● **DIRECTIONS FOR THIS TASK**: Below are some records. Return exactly the lines from the one containing "point_to marks one point per instance of the cloud" through the one containing "point_to marks one point per instance of the small", both included, and only those.

● **RECORDS FOR THE TASK**:
----
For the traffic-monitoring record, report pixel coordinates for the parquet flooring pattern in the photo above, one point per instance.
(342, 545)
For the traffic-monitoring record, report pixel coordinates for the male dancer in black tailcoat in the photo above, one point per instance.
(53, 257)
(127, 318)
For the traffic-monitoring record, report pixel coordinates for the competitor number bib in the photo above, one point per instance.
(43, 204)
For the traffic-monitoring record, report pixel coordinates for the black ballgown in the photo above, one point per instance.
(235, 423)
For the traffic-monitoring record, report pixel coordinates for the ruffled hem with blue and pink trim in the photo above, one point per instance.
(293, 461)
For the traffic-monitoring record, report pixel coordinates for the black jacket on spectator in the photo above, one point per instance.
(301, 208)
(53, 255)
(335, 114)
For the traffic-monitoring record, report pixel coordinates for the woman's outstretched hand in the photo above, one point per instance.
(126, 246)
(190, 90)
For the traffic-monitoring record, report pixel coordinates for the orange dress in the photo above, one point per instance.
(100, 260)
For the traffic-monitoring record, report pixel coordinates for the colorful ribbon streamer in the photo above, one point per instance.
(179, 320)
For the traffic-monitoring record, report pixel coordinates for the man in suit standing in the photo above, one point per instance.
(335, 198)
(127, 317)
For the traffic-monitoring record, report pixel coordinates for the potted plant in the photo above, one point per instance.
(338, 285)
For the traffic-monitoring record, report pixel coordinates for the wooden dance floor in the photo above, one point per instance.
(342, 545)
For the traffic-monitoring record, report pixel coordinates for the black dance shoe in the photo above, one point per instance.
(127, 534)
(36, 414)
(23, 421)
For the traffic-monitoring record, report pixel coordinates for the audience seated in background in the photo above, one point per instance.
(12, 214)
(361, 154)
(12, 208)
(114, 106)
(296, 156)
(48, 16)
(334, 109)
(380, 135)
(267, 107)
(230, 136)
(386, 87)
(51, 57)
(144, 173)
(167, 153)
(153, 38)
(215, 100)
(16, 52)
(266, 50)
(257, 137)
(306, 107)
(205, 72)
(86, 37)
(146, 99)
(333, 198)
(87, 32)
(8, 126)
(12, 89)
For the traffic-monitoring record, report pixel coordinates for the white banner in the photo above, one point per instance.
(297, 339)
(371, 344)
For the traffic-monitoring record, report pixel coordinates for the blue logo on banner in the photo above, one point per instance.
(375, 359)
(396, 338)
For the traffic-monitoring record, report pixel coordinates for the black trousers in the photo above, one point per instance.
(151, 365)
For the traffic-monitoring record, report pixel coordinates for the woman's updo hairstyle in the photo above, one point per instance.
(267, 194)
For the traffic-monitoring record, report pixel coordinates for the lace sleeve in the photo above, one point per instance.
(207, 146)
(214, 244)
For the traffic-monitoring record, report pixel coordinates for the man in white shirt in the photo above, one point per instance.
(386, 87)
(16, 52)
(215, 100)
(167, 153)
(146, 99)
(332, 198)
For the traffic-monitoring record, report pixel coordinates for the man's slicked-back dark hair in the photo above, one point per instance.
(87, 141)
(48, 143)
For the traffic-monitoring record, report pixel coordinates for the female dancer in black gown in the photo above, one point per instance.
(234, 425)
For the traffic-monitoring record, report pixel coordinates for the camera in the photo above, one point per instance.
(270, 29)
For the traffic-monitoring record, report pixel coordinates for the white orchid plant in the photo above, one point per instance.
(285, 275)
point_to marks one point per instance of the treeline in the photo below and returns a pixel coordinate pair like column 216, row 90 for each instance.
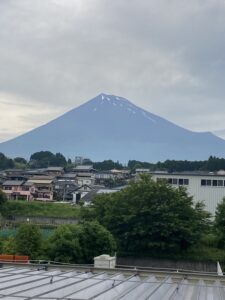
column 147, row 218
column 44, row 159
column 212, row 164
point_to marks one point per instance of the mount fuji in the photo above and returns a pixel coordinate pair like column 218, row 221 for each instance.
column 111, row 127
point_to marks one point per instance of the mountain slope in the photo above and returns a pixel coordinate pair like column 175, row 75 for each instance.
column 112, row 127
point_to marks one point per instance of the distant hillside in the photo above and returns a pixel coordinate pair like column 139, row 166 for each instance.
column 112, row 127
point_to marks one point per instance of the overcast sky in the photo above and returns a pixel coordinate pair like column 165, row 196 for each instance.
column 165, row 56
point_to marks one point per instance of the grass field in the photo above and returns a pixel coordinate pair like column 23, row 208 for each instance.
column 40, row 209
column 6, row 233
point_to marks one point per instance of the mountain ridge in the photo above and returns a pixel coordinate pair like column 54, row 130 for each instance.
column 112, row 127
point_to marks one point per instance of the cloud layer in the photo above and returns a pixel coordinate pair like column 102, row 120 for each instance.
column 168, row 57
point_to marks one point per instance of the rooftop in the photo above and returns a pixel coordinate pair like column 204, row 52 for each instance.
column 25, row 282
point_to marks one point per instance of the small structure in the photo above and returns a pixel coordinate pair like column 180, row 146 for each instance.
----
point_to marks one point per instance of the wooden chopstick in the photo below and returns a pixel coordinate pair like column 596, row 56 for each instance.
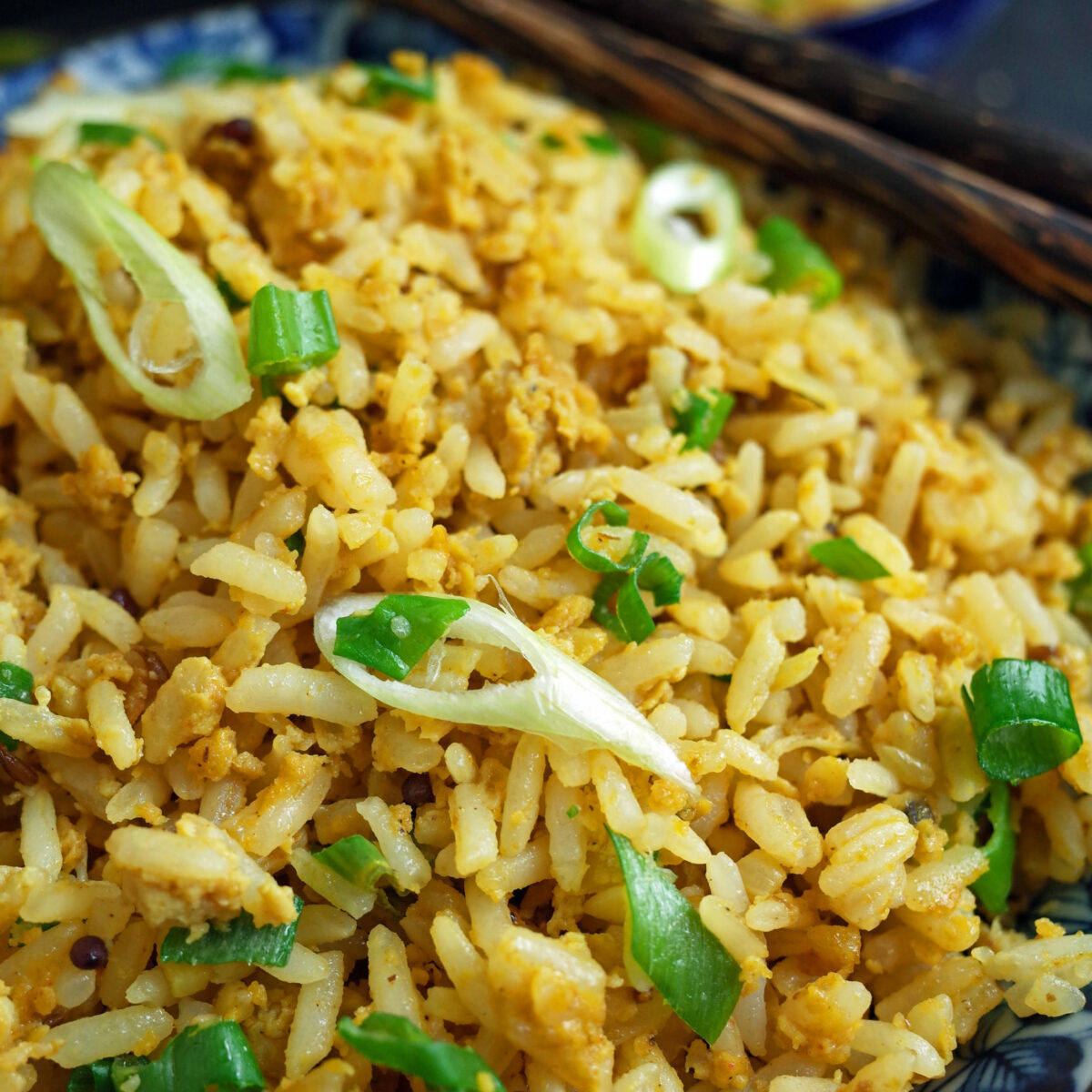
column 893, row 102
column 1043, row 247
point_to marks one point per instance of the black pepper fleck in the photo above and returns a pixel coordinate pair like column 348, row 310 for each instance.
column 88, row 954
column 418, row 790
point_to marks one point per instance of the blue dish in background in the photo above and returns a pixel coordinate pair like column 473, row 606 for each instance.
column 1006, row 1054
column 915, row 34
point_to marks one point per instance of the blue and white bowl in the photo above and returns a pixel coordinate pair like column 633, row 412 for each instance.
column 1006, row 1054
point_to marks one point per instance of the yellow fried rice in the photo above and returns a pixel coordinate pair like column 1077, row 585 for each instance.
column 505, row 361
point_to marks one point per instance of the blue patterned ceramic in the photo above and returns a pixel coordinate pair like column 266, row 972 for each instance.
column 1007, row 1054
----
● **OUTPUT OF THE EXERCISE**:
point_to marks one point per instance of the cloud layer in the photo above and returns a pixel coordinate pair like column 102, row 120 for each instance.
column 168, row 57
point_to marks one point per instance of the rooftop in the photo above and returns a pixel coordinate pair like column 204, row 52 for each instance.
column 25, row 282
point_to marks one point per instance of the small structure in the photo above and returns a pixel coordinate pair like column 180, row 146 for each instance.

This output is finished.